(Excerpts of labeled region data)
————

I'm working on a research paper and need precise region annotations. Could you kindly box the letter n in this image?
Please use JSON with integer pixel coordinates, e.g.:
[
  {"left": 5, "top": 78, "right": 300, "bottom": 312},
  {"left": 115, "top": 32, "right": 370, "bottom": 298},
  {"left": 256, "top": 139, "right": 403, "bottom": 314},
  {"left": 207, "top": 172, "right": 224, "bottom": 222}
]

————

Extract each line from the records above that contains the string "left".

Task solution:
  {"left": 5, "top": 78, "right": 300, "bottom": 312},
  {"left": 115, "top": 32, "right": 370, "bottom": 298},
  {"left": 256, "top": 139, "right": 403, "bottom": 314},
  {"left": 207, "top": 172, "right": 224, "bottom": 222}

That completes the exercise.